■ PASAJE PROPORCIONADO:

○ ○ ○

Gallego Benot menciona varios ejemplos de lo que define como “una dinámica franquista de no olvidar la historia de España, sino reconvertirla con un propósito”. Un ejemplo: hace décadas que Triana sufrió un cambio drástico que conllevó la expulsión de los gitanos a otros barrios. “Lo que se ha hecho es darle una especie de lavado de imagen, con símbolos tan poderosos como la cultura flamenca”, apunta el poeta. Otro ejemplo: la fiesta, “un momento en el que se disuelven ciertas condiciones sociales, pero cuando acaba la fiesta queda claro dónde está cada uno”. Gallego Benot menciona el ejemplo de María Jiménez, una artista de clase obrera nacida en la calle Betis, todo un símbolo de Triana, y que trabajó limpiando casas “porque no tenía un duro”, apunta. “Hay imágenes de ella cantando en fiestas, y se ve perfectamente esa disolución y a la vez ese rechazo. Sevilla fagocita el símbolo y también tiene una gran capacidad para crear imágenes muy poderosas, de la Macarena en la calle al entierro de María Jiménez. Esa capacidad de crear escenas es algo muy teatral, y sirve para erosionar esa distancia social”.

○ ○ ○

■ DATOS DISPONIBLES:
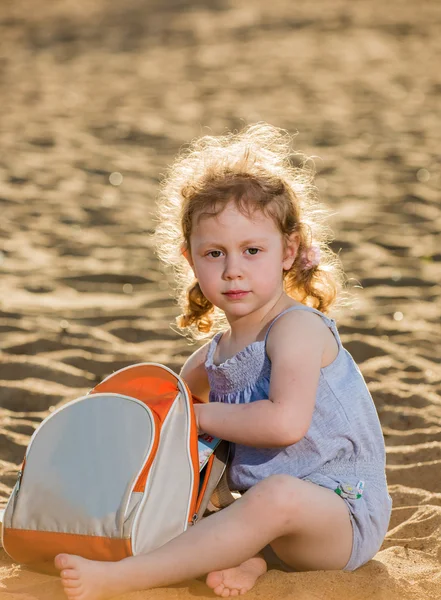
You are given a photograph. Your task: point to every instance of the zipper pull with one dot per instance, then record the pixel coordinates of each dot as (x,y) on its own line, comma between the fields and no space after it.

○ ○ ○

■ PREGUNTAS:
a - Indica si cada afirmación coincide con el pasaje sobre Triana y responde sí o no, citando textualmente las palabras que lo deciden. (i) María Jiménez nació en la calle Betis. (ii) El cambio de Triana supuso que los gitanos se fueran a otros barrios. (iii) María Jiménez era una artista de clase alta.
b - Enumera por favor todo lo que el pasaje sobre Triana presenta expresamente como un ejemplo que menciona Gallego Benot.
c - Responde con los datos del pasaje sobre Triana.
(i) ¿En qué trabajó María Jiménez?
(ii) ¿Qué símbolo poderoso se usó para el lavado de imagen de Triana?
(iii) ¿Qué capacidad se describe como algo muy teatral?

■ RESPUESTAS POR TAREA:
a -
(i) Sí: "nacida en la calle Betis".
(ii) Sí: "conllevó la expulsión de los gitanos a otros barrios".
(iii) No: "una artista de clase obrera".

b -
- El cambio drástico de Triana, que conllevó la expulsión de los gitanos a otros barrios
- La fiesta
- María Jiménez

c -
(i) Limpiando casas.
(ii) La cultura flamenca.
(iii) La capacidad de crear escenas.